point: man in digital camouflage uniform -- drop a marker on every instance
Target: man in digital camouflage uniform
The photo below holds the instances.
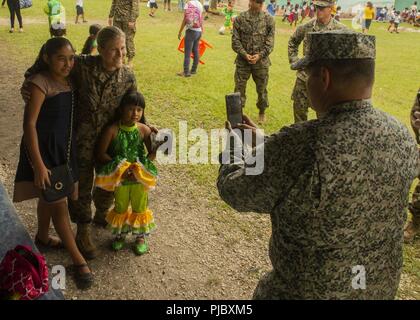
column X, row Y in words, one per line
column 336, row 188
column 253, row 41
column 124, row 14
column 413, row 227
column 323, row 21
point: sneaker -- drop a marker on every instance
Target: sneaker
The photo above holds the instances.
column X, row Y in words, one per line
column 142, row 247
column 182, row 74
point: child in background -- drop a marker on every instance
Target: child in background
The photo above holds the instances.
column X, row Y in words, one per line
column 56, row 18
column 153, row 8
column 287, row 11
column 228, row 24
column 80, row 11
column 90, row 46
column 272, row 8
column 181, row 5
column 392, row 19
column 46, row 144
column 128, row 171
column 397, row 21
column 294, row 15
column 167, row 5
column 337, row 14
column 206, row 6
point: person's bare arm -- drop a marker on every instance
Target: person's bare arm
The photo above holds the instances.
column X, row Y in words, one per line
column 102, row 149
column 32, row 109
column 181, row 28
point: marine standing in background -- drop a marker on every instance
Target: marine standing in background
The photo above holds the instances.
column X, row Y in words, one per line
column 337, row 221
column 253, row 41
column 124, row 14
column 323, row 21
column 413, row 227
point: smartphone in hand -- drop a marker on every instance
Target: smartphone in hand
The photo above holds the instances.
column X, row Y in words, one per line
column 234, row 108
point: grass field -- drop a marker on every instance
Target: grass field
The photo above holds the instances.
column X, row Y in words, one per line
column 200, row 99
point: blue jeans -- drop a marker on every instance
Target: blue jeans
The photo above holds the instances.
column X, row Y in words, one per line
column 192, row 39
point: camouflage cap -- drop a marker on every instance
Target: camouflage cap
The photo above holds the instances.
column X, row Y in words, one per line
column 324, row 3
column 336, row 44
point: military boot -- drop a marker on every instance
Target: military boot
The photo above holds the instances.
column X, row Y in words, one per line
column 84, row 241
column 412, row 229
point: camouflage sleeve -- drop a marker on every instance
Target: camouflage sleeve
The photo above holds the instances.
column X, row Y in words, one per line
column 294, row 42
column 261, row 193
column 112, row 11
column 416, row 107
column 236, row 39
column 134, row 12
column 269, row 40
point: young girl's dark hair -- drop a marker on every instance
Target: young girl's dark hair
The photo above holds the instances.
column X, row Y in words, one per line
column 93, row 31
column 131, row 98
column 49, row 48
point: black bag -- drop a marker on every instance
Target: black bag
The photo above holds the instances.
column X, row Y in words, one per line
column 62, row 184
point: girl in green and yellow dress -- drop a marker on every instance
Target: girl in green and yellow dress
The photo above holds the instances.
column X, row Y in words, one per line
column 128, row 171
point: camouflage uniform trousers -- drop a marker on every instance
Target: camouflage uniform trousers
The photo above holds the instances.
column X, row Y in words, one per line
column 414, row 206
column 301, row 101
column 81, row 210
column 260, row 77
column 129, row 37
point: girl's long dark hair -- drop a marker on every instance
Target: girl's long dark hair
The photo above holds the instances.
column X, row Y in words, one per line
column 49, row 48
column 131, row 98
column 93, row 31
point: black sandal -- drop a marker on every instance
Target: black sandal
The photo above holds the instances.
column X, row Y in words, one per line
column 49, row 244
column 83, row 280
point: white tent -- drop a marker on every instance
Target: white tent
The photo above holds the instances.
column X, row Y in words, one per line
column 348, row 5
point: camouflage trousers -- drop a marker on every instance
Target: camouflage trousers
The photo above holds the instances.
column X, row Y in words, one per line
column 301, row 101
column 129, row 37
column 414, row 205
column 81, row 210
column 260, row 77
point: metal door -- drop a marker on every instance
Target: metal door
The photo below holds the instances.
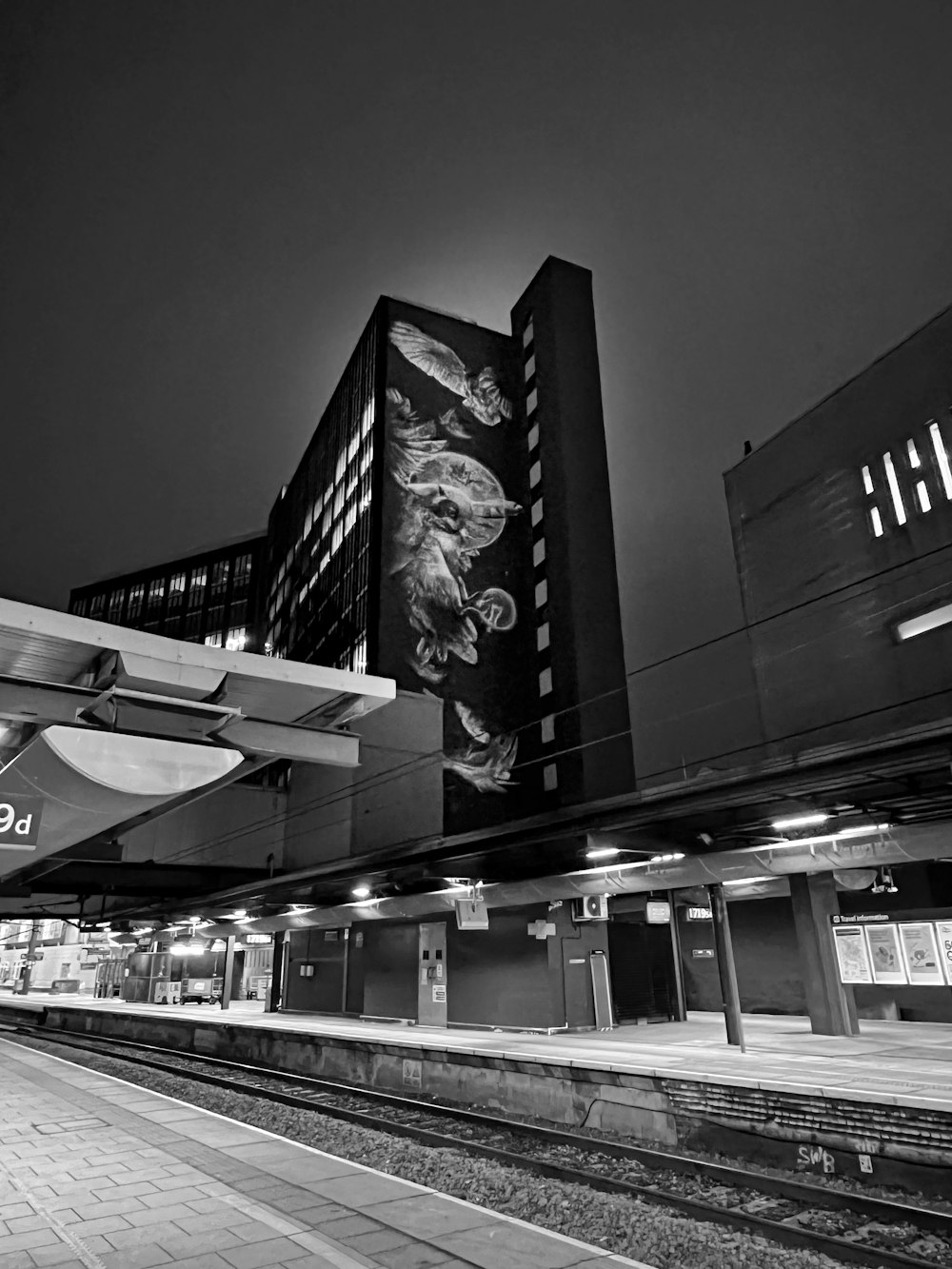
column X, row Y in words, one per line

####################

▶ _The task_
Nothing but a number is expected: the tally of lines in the records that include the word "sleeve".

▶ _Response to the task_
2